## Passage
Mailing List Archives Authenticated access	UW Madison Computer Sciences Department Computer Systems Lab

[Date Prev][Date Next][Thread Prev][Thread Next][Date Index][Thread Index]

Re: [HTCondor-users] Massive overinflation of RemoteUserCpu & RemoteSysCpu

Date: Wed, 28 Aug 2024 20:24:57 +0000
From: Jaime Frey <jfrey@xxxxxxxxxxx>
Subject: Re: [HTCondor-users] Massive overinflation of RemoteUserCpu & RemoteSysCpu

That does sound like bogus values.
Can you us the following about your Execution Points:
+ Condor version
+ linux distro
+ is Condor running as root
+ whether jobs are run with docker

These affect how HTCondor collects the cpu usage data for the job.

 - Jaime

> On Aug 27, 2024, at 12:11âPM, Mark Slater <mark.slater@xxxxxxx> wrote:
> 
> Hiya,
> 
> In LHCb we've been seeing some of our pilots killed at a couple of sites for using too many CPU cores. Specifically, the output says:
> 
> 
> scan-condor-job: RemoteWallClockTime=10
> scan-condor-job: RemoteUserCpu=161746
> scan-condor-job: RemoteSysCpu=12643
> scan-condor-job: ImageSize=75000000
> scan-condor-job: ExitStatus=0
> scan-condor-job: JobStatus=3
> scan-condor-job: ExitSignal=15
> scan-condor-job: RemoveReason=The job attribute PeriodicRemove expression '(JobStatus == 1 && NumJobStarts > 0) || (RemoteWallClockTime > 24 * 60 * 60) || (RemoteSysCpu + RemoteUserCpu > RequestCpus * 24 * 60 * 60)' evaluated to TRUE
> scan-condor-job: JobCurrentStartDate=1724656973
> scan-condor-job: EnteredCurrentStatus=1724656983
> scan-condor-job: ExitReason=died on signal 15 (Terminated)
> scan-condor-job: RequestCpus=1
> scan-condor-job: -----------------------------------------------------
> scan-condor-job: LRMSStartTime=20240826072253Z
> scan-condor-job: LRMSEndTime=20240826072303Z
> scan-condor-job: ExitCode not found in condor log and condor_history
> scan-condor-job: ---- Requested resources specified in grami file ----
> scan-condor-job: -----------------------------------------------------
> scan-condor-job: PeriodicRemove evaluated to TRUE
> 2024-08-26T07:24:03Z Job state change INLRMS -> FINISHING Reason: Job failure detected
> 2024-08-26T07:24:03Z Job state change FINISHING -> FINISHED Reason: Job failure detected
> 
> 
> So the condition (RemoteSysCpu + RemoteUserCpu > RequestCpus * 24 * 60 * 60) does evaluate to TRUE given the numbers above, but those numbers seem rather crazy, specifically:
> 
> scan-condor-job: RemoteWallClockTime=10
> scan-condor-job: RemoteUserCpu=161746
> scan-condor-job: RemoteSysCpu=12643
> 
> Unless I'm misunderstanding something, I don't see how a job with a wall time of 10s can use ~170000s of CPU! Has anyone seen this before or have any idea what could be causing it? A few extra (possibly relevant) bits of info:
> 
> * This seems to happen randomly and at a low level. The jobs that fail are retried and work fine.

## Work to complete
1/ Translate this sentence from the HTCondor thread into Spanish: "These affect how HTCondor collects the cpu usage data for the job."
2/ Answer these questions using the HTCondor thread.
(a) In which experiment have pilots been killed for using too many CPU cores?
(b) What value is reported for RemoteWallClockTime?
(c) What happens when the failed jobs are retried?
3/ Carry the HTCondor thread forward from its last line, adding the remaining items of extra information in the same bulleted style.

## Data records
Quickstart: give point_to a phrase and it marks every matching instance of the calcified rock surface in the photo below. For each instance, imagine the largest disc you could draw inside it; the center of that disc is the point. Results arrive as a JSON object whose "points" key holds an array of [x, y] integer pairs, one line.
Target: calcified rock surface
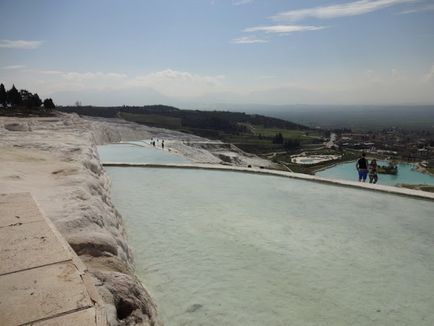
{"points": [[56, 160]]}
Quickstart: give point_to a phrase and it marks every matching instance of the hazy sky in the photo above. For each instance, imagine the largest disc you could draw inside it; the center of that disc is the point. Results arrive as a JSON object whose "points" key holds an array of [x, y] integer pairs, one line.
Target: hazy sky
{"points": [[205, 52]]}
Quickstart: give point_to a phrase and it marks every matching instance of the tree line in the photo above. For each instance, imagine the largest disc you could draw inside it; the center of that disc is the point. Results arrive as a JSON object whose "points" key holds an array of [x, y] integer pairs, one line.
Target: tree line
{"points": [[23, 102]]}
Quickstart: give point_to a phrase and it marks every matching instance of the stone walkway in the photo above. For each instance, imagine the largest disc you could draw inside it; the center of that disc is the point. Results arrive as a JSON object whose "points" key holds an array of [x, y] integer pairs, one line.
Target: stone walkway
{"points": [[42, 281]]}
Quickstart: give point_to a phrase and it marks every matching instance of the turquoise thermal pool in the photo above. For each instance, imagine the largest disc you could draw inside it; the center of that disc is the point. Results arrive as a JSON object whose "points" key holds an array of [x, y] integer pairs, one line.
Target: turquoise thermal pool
{"points": [[137, 152], [227, 248], [406, 174]]}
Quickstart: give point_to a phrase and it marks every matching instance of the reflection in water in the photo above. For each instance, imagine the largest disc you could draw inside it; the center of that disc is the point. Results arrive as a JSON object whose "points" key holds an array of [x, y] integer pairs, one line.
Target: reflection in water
{"points": [[225, 248]]}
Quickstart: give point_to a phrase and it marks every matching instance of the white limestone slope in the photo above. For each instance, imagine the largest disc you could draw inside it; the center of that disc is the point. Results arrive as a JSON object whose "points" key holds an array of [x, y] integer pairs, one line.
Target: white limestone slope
{"points": [[56, 160]]}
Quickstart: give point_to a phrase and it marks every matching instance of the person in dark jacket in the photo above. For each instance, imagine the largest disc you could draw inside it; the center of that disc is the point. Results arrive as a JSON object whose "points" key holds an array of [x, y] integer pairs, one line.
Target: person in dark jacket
{"points": [[373, 177], [362, 168]]}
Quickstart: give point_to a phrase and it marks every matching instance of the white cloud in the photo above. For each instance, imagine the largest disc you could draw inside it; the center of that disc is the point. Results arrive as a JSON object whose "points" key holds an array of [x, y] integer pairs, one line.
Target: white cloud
{"points": [[168, 82], [13, 67], [283, 28], [241, 2], [430, 75], [248, 40], [340, 10], [20, 44], [178, 83], [425, 7]]}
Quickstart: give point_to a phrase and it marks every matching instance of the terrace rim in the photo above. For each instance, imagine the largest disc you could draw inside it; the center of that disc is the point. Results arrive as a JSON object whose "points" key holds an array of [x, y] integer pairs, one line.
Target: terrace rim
{"points": [[262, 171]]}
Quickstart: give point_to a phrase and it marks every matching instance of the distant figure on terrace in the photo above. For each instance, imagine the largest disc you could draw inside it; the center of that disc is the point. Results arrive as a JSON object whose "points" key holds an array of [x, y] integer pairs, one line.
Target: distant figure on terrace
{"points": [[373, 177], [362, 168]]}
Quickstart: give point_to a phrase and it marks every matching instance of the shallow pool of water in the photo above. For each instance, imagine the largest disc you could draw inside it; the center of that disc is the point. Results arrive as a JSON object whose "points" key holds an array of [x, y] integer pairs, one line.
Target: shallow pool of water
{"points": [[406, 174], [227, 248], [137, 152]]}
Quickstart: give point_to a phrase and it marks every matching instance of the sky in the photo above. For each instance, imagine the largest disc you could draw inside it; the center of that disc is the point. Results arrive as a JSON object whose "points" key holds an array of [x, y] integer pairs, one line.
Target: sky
{"points": [[210, 53]]}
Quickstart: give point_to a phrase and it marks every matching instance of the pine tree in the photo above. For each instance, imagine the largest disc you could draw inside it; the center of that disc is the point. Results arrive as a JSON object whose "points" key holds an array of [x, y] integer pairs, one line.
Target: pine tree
{"points": [[3, 96], [13, 96]]}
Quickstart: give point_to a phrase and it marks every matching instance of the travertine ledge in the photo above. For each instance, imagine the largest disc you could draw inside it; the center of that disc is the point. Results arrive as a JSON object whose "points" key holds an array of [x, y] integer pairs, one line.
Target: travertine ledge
{"points": [[55, 159]]}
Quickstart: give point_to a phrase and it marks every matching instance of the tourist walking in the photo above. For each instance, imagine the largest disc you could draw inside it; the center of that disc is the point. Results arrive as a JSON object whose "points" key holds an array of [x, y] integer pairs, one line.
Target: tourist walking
{"points": [[373, 177], [362, 168]]}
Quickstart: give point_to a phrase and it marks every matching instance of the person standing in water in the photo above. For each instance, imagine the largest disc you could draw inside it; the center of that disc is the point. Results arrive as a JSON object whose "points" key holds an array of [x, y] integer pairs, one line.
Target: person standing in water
{"points": [[373, 177], [362, 168]]}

## Results of the exercise
1/ Estos afectan la forma en que HTCondor recopila los datos de uso de CPU del trabajo.

2/
(a) LHCb
(b) 10
(c) They work fine.

3/
> 
> * The values work out to using 2 CPUs over 24 hours (24 * 60 * 60 * 2 CPUs) - not sure if that's significant :)
> 
> * This has been seen at 2 sites so far but as it's a low level it could be happening elsewhere as well and is being masked by other things
> 
> * I don't know the versions of Condor being run but I would assume *relatively* recent as one of the sites is a large Tier 1
> 
> 
> Happy to provide more info if possible but we are basically a user in this situation and the admins don't know what's causing it either. Any help would be greatly appreciated!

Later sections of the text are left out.